• Exercise details: Count the lines in the records below that contain the word "white". Reply with the number alone.

-- START OF Available records --

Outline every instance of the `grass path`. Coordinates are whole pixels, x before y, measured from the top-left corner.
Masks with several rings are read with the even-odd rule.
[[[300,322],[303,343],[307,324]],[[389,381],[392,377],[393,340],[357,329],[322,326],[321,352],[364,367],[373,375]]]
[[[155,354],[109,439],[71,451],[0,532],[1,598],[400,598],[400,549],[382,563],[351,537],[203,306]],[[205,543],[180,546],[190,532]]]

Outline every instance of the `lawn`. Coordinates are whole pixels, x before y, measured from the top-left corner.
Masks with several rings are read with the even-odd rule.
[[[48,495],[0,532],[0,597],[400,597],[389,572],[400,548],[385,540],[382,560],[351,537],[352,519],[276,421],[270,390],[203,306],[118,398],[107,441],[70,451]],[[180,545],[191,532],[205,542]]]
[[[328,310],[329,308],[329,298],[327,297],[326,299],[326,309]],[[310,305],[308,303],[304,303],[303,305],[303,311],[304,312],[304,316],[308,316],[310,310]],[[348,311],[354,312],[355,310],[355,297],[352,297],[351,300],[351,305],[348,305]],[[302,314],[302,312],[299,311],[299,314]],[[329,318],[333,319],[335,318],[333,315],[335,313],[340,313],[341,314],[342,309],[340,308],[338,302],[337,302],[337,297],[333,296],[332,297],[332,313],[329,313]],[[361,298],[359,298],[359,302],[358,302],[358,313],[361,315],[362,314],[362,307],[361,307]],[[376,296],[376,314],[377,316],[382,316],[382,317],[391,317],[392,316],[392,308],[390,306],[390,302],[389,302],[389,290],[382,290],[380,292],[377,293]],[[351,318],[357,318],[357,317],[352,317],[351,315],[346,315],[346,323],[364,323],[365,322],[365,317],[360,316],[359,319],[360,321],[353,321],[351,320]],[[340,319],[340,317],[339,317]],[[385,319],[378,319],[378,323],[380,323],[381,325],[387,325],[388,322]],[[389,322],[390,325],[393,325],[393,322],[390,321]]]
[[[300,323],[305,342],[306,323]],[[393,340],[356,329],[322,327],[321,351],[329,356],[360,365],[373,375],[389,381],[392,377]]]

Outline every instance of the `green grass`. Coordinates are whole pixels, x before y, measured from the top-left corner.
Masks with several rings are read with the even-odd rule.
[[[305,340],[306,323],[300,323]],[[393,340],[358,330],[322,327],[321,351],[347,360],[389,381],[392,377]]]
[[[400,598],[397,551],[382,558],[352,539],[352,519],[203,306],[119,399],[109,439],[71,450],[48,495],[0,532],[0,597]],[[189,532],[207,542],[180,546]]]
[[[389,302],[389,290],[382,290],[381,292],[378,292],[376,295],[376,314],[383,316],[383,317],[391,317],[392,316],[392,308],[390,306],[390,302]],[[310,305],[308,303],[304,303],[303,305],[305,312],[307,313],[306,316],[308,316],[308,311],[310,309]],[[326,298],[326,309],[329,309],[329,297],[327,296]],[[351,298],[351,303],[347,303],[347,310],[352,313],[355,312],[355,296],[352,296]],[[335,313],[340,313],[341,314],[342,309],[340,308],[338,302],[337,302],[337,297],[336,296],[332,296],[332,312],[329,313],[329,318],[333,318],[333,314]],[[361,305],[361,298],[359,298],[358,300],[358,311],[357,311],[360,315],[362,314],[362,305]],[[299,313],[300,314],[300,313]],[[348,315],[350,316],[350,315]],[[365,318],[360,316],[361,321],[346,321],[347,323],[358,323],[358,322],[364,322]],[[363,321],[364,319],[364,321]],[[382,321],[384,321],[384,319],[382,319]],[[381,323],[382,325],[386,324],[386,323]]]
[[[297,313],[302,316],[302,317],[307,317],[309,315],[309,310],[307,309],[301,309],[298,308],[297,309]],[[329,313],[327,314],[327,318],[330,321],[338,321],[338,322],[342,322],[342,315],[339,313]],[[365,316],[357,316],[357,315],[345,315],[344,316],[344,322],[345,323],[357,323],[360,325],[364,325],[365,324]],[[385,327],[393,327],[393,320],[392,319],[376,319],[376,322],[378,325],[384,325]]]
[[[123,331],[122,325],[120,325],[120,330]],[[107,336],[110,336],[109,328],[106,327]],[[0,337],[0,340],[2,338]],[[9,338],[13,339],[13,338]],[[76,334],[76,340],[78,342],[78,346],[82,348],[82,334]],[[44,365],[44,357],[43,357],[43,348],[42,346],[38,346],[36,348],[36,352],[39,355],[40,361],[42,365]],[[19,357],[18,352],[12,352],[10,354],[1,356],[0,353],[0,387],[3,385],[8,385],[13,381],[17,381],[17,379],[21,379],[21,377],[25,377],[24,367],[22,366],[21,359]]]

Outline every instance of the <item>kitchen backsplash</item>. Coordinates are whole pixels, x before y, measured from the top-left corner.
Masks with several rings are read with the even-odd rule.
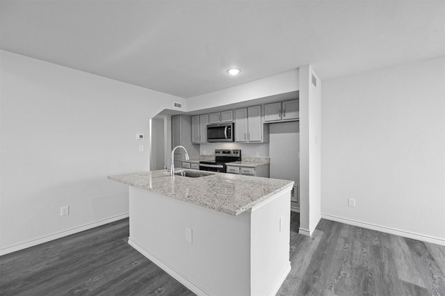
[[[241,156],[241,161],[248,163],[270,163],[270,158],[263,156]]]
[[[243,143],[202,143],[200,145],[200,155],[215,155],[217,149],[238,149],[241,150],[241,156],[269,156],[269,143],[243,144]]]

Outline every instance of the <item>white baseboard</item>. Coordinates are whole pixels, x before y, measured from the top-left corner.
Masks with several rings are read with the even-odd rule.
[[[6,249],[3,249],[0,250],[0,256],[6,255],[9,253],[13,253],[13,252],[19,251],[21,249],[26,249],[30,247],[33,247],[37,245],[42,244],[44,242],[47,242],[51,240],[54,240],[58,238],[63,238],[65,236],[68,236],[72,234],[77,233],[78,232],[83,231],[85,230],[91,229],[92,228],[97,227],[99,226],[104,225],[106,224],[111,223],[112,222],[118,221],[121,219],[124,219],[129,217],[129,213],[126,213],[121,215],[118,215],[117,216],[111,217],[110,218],[104,219],[100,221],[97,221],[95,222],[90,223],[88,224],[85,224],[83,226],[81,226],[79,227],[73,228],[69,230],[66,230],[65,231],[58,232],[57,233],[51,234],[50,236],[44,236],[40,238],[38,238],[36,240],[33,240],[26,242],[24,242],[22,244],[16,245],[13,247],[9,247]]]
[[[277,281],[273,285],[273,287],[272,287],[272,289],[270,290],[270,291],[268,293],[268,295],[275,296],[277,295],[282,285],[286,280],[287,275],[289,274],[289,272],[291,272],[291,261],[289,261],[289,263],[286,266],[286,268],[284,268],[284,270],[283,270],[283,272],[280,274],[280,277],[277,279]]]
[[[300,229],[298,229],[298,234],[310,237],[311,231],[309,231],[309,229],[305,229],[304,228],[300,227]]]
[[[128,240],[128,243],[129,245],[136,249],[139,253],[144,255],[147,257],[149,261],[153,262],[154,264],[158,265],[161,269],[163,271],[171,275],[173,278],[177,279],[179,283],[182,283],[184,286],[187,287],[188,290],[196,294],[197,295],[206,295],[211,296],[211,294],[206,290],[204,288],[201,287],[197,283],[195,283],[193,281],[190,279],[188,277],[186,277],[179,271],[177,270],[173,267],[169,265],[163,260],[157,257],[156,255],[152,254],[149,251],[144,249],[141,247],[136,241],[132,240],[131,238]]]
[[[369,229],[376,230],[380,232],[394,234],[396,236],[403,236],[404,238],[412,238],[414,240],[421,240],[423,242],[431,242],[433,244],[445,246],[444,239],[435,238],[433,236],[426,236],[423,234],[416,233],[410,231],[405,231],[404,230],[399,230],[394,228],[387,227],[371,223],[363,222],[352,219],[347,219],[341,217],[334,216],[332,215],[321,214],[321,217],[328,220],[339,222],[350,225],[357,226],[359,227],[363,227]]]

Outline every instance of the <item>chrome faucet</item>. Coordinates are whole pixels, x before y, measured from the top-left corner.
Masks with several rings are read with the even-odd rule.
[[[187,150],[186,149],[186,147],[184,147],[184,146],[177,146],[175,148],[173,148],[173,150],[172,150],[172,166],[170,167],[170,174],[171,176],[175,176],[175,159],[174,159],[174,156],[175,156],[175,150],[176,150],[177,148],[182,148],[184,149],[184,151],[186,151],[186,160],[188,161],[190,158],[188,158],[188,153],[187,153]]]

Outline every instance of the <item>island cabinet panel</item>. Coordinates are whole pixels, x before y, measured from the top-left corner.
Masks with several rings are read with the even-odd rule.
[[[291,270],[290,190],[232,215],[131,186],[129,243],[198,295],[275,295]]]

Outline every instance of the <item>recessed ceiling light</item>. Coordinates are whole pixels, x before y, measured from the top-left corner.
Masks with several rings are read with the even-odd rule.
[[[227,70],[227,72],[229,72],[229,74],[230,75],[236,75],[241,72],[241,70],[240,70],[239,69],[236,69],[236,68],[232,68],[232,69],[229,69]]]

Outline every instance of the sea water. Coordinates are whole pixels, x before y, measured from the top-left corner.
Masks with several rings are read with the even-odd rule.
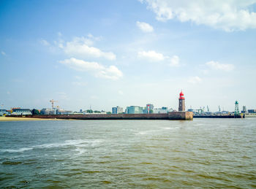
[[[0,188],[256,188],[256,118],[0,122]]]

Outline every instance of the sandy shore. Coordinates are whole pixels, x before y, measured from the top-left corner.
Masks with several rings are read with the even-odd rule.
[[[15,117],[0,116],[0,121],[26,121],[26,120],[56,120],[57,119],[41,119],[31,117]]]

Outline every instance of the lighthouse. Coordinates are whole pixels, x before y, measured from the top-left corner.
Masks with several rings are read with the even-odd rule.
[[[181,92],[179,93],[178,98],[178,112],[185,111],[185,98],[184,94]]]

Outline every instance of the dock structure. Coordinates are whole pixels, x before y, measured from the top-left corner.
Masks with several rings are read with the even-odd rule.
[[[26,117],[73,120],[192,120],[190,112],[171,112],[167,114],[85,114],[85,115],[34,115]]]

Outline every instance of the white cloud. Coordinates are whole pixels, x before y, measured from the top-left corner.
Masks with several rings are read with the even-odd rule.
[[[137,26],[143,32],[149,33],[154,31],[153,26],[146,23],[137,21]]]
[[[91,98],[91,99],[98,99],[98,96],[95,96],[95,95],[92,95],[92,96],[90,96],[90,98]]]
[[[67,100],[69,99],[67,93],[64,92],[58,92],[57,94],[59,96],[59,99],[60,99]]]
[[[226,31],[256,28],[256,12],[251,9],[256,0],[144,0],[161,21],[177,19],[191,21]]]
[[[119,95],[123,95],[123,94],[124,94],[124,92],[121,91],[121,90],[118,90],[118,94],[119,94]]]
[[[160,53],[157,53],[154,50],[149,51],[140,51],[138,53],[138,57],[139,58],[145,59],[149,61],[170,61],[169,66],[179,66],[179,58],[178,55],[173,55],[172,58],[164,55]]]
[[[151,61],[161,61],[165,60],[163,54],[157,53],[154,50],[138,52],[138,57]]]
[[[59,62],[77,71],[91,72],[96,77],[116,80],[123,77],[123,73],[115,66],[106,67],[97,62],[87,62],[75,58]]]
[[[82,79],[82,77],[80,77],[80,76],[75,76],[75,78],[77,79],[77,80],[81,80]]]
[[[93,41],[85,37],[75,37],[71,42],[62,44],[63,50],[69,55],[81,58],[104,58],[108,60],[116,60],[116,55],[112,52],[103,52],[91,47]]]
[[[223,70],[226,72],[232,71],[234,69],[235,66],[233,64],[224,64],[219,63],[216,61],[209,61],[206,63],[206,64],[209,66],[211,69],[215,70]]]
[[[188,82],[192,84],[196,84],[202,82],[202,79],[198,76],[192,77],[188,80]]]
[[[94,36],[91,34],[89,34],[87,36],[94,41],[100,41],[102,39],[102,36]]]
[[[170,66],[179,66],[179,58],[178,55],[173,55],[172,58],[170,58]]]
[[[76,86],[86,86],[87,85],[86,82],[72,82],[72,85],[76,85]]]
[[[49,46],[50,45],[50,43],[48,41],[46,41],[45,39],[41,39],[40,40],[40,43],[42,45],[45,45],[45,46]]]

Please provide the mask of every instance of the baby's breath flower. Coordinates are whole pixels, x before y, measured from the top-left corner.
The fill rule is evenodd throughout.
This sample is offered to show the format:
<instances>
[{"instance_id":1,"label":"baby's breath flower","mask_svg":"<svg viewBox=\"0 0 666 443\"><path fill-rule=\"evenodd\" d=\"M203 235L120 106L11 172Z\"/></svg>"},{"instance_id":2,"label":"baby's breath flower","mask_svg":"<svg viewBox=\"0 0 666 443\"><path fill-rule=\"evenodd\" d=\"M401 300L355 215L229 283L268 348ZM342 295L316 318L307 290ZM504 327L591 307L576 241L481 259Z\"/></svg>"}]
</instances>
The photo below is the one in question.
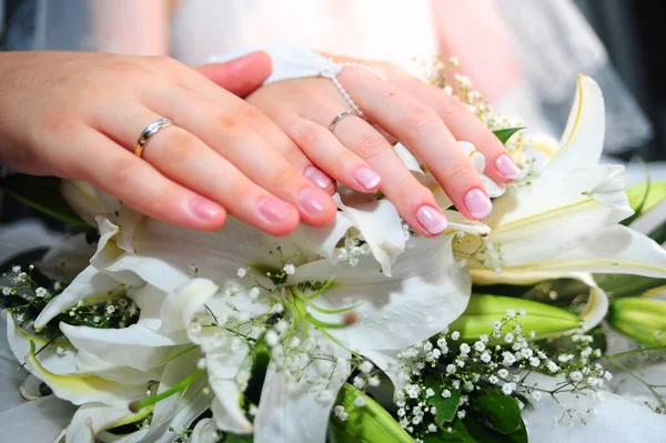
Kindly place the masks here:
<instances>
[{"instance_id":1,"label":"baby's breath flower","mask_svg":"<svg viewBox=\"0 0 666 443\"><path fill-rule=\"evenodd\" d=\"M505 383L504 386L502 386L502 393L504 393L504 395L511 395L515 391L515 383Z\"/></svg>"},{"instance_id":2,"label":"baby's breath flower","mask_svg":"<svg viewBox=\"0 0 666 443\"><path fill-rule=\"evenodd\" d=\"M370 374L373 369L374 365L367 360L364 360L363 363L361 363L361 365L359 366L359 371L363 372L364 374Z\"/></svg>"},{"instance_id":3,"label":"baby's breath flower","mask_svg":"<svg viewBox=\"0 0 666 443\"><path fill-rule=\"evenodd\" d=\"M349 414L344 410L344 406L341 404L333 407L333 414L335 414L335 416L342 422L346 421L349 417Z\"/></svg>"}]
</instances>

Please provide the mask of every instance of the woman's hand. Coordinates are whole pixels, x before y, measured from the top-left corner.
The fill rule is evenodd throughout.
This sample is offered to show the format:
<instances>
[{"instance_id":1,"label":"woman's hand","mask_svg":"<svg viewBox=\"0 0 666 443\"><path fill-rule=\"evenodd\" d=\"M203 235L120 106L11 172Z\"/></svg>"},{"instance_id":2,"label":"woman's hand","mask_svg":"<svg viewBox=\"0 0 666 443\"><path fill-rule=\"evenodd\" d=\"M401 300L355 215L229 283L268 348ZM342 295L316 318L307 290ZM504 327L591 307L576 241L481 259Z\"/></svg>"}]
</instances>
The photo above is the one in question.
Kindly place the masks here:
<instances>
[{"instance_id":1,"label":"woman's hand","mask_svg":"<svg viewBox=\"0 0 666 443\"><path fill-rule=\"evenodd\" d=\"M324 225L336 211L321 189L330 192L331 180L266 117L218 85L243 95L270 70L261 52L200 72L169 58L2 53L0 160L88 181L188 228L220 228L226 213L274 235L299 219ZM142 130L161 118L175 124L134 155Z\"/></svg>"},{"instance_id":2,"label":"woman's hand","mask_svg":"<svg viewBox=\"0 0 666 443\"><path fill-rule=\"evenodd\" d=\"M508 182L519 171L502 143L462 102L440 88L387 63L361 62L387 78L382 80L353 67L337 75L365 117L407 145L465 217L485 218L491 200L456 140L472 142L486 158L486 173ZM334 117L351 111L331 80L280 81L256 90L246 100L273 119L332 178L359 191L379 188L402 218L424 235L444 231L446 220L433 193L404 167L377 129L353 115L340 121L331 133L327 128Z\"/></svg>"}]
</instances>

-- END OF Available records --

• Expected output: 2